= Extract to read =

.....

Apache CarbonData Dev Mailing List archive - Re: [Improvement] Use Trie in place of HashMap to reduce memory footprint of Dictionary

Apache CarbonData Dev Mailing List archive

Re: [Improvement] Use Trie in place of HashMap to reduce memory footprint of Dictionary

Posted by hexiaoqiao on Nov 27, 2016; 9:27am
URL: http://apache-carbondata-dev-mailing-list-archive.168.s1.nabble.com/Improvement-Use-Trie-in-place-of-HashMap-to-reduce-memory-footprint-of-Dictionary-tp3132p3240.html

Hi Kumar Vishal,

I'll create task to trace this issue.
Thanks for your suggestions.

Regards，
He Xiaoqiao

On Sun, Nov 27, 2016 at 1:41 AM, Kumar Vishal <[hidden email]>
wrote:

> Hi Xiaoqiao He,
>
> You can go ahead with DAT implementation, based on the result.
> I will look forward for you PR.
>
> Please let me know if you need any support:).
>
> -Regards
> KUmar Vishal
>
> On Fri, Nov 25, 2016 at 11:22 PM, Xiaoqiao He <[hidden email]> wrote:
>
> > Hi Liang, Kumar Vishal,
> >
> > I has done a standard benchmark about multiply data structures for
> > Dictionary following your suggestions. Based on the test results, I think
> > DAT may be the best choice for CarbonData.
> >
> > *1. Here are 2 test results:*
> > -----------------------------------------------------------------------
> > Benchmark about {HashMap,DAT,RadixTree,TrieDict} Structures for
> Dictionary
> > HashMap : java.util.HashMap
> > DAT (Double Array Trie):
> > https://github.com/komiya-atsushi/darts-java
> > RadixTree:
> > https://github.com/npgall/concurrent-trees
> > TrieDict (Dictionary in Kylin):
> > http://kylin.apache.org/blog/2015/08/13/kylin-dictionary
> > Dictionary Source (Traditional Chinese):
> > https://raw.githubusercontent.com/fxsjy/jieba/master/extra_
> > dict/dict.txt.big
> > ================Test Result================
> > a. Dictionary Size:584429
> > --------
> > b. Build Time (ms) :
> > DAT : 5714
> > HashMap : 110
> > RadixTree : 22044
> > TrieDict : 855
> > --------
> > c. Memory footprint in 64-bit JVM (bytes) :
> > DAT : 16779752
> > HashMap : 32196592
> > RadixTree : 46130584
> > TrieDict : 10443608
> > --------
> > d. Retrieval Performance for 9935293 query times (ms) :
> > DAT : 585
> > HashMap : 1010
> > RadixTree : 417639
> > TrieDict : 8664
> > ================Test Result================
> >
> > ================Test Result================
> > a. Dictionary Size:584429
> > --------
> > b. Build Time (ms) :
> > DAT : 5867
> > HashMap : 100
> > RadixTree : 22082
> > TrieDict : 840
> > --------
> > c. Memory footprint in 64-bit JVM (bytes) :
> > DAT : 16779752
> > HashMap : 32196592
> > RadixTree : 46130584
> > TrieDict : 10443608
> > --------
> > d. Retrieval Performance for 9935293 query times (ms) :
> > DAT : 593
> > HashMap : 821
> > RadixTree : 422297
> > TrieDict : 8752
> > ================Test Result================
> >
> > *2. Conclusion:*
> > a. TrieDict is good for building tree and less memory footprint overhead,
> > but worst retrieval performance,
> > b. DAT is a good tradeoff between memory footprint and retrieval
> > performance,
> > c. RadixTree has the worst performance in different aspects.

.....

= Record list =
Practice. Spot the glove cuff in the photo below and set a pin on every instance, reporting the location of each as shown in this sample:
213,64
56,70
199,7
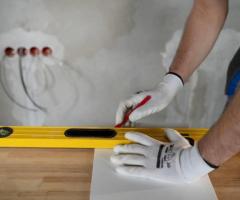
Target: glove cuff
173,73
192,164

.....

= Task list =
**1)** Can you extract the passage of the CarbonData mailing-list thread that runs from "I'll create task" up to and including "on the result."?
**2)** How would you restate, more briefly, the paragraph of the CarbonData mailing-list thread that begins "I has done a standard benchmark"?
**3)** What would come next in the CarbonData mailing-list thread after its final line?

= Answers to the exercises =
**1)**
I'll create task to trace this issue.
Thanks for your suggestions.

Regards，
He Xiaoqiao

On Sun, Nov 27, 2016 at 1:41 AM, Kumar Vishal <[hidden email]>
wrote:

> Hi Xiaoqiao He,
>
> You can go ahead with DAT implementation, based on the result.

**2)** Acting on suggestions from Liang and Kumar Vishal, Xiaoqiao He ran a standard benchmark of several data structures for the Dictionary and, based on the results, judged that DAT may be the best choice for CarbonData.

**3)**
> >
> > *3. Result Analysis:*
> > a. With Trie the memory footprint of the TrieDict mapping is kinda
> > minimized if compared to HashMap, in order to improve performance there
> is
> > a cache layer overlays on top of Trie.
> > b. Because a large number of duplicate prefix data, the total memory
> > footprint is more than trie, meanwhile i think calculating string hash
> code
> > of traditional Chinese consume considerable time overhead, so the
> > performance is not the best.
> > c. DAT is a better tradeoff.
> > d. I have no idea why RadixTree has the worst performance in terms of
> > memory, retrieval and building tree.
> >
> >
> > On Fri, Nov 25, 2016 at 11:28 AM, Liang Chen <[hidden email]>
> > wrote:
> >
> > > Hi xiaoqiao
> > >
> > > ok, look forward to seeing your test result.
> > > Can you take this task for this improvement? Please let me know if you
> > need
> > > any support :)
> > >
> > > Regards
> > > Liang
> > >
> > >
> > > hexiaoqiao wrote
> > > > Hi Kumar Vishal,
> > > >
> > > > Thanks for your suggestions. As you said, choose Trie replace HashMap
> > we
> > > > can get better memory footprint and also good performance. Of course,
> > DAT
> > > > is not only choice, and I will do test about DAT vs Radix Trie and
> > > release
> > > > the test result as soon as possible. Thanks your suggestions again.
> > > >
> > > > Regards,
> > > > Xiaoqiao
> > > >
> > > > On Thu, Nov 24, 2016 at 4:48 PM, Kumar Vishal <
> > >
> > > > kumarvishal1802@
> > >
> > > > >
> > > > wrote:
> > > >
> > > >> Hi XIaoqiao He,
> > > >> +1,
> > > >> For forward dictionary case it will be very good optimisation, as
> our
> > > >> case
> > > >> is very specific storing byte array to int mapping[data to surrogate
> > key
> > > >> mapping], I think we will get much better memory footprint and
> > > >> performance
> > > >> will be also good(2x). We can also try radix tree(radix trie), it is
> > > more
> > > >> optimise for storage.
> > > >>
> > > >> -Regards
> > > >> Kumar Vishal
> > > >>
> > > >> On Thu, Nov 24, 2016 at 12:12 PM, Liang Chen <
> > >
> > > > chenliang6136@
> > >
> > > > >
> > > >> wrote:
> > > >>
> > > >> > Hi xiaoqiao
> > > >> >
> > > >> > For the below example, 600K dictionary data:
> > > >> > It is to say that using "DAT" can save 36M memory against
> > > >> > "ConcurrentHashMap", whereas the performance just lost less
> > (1718ms) ?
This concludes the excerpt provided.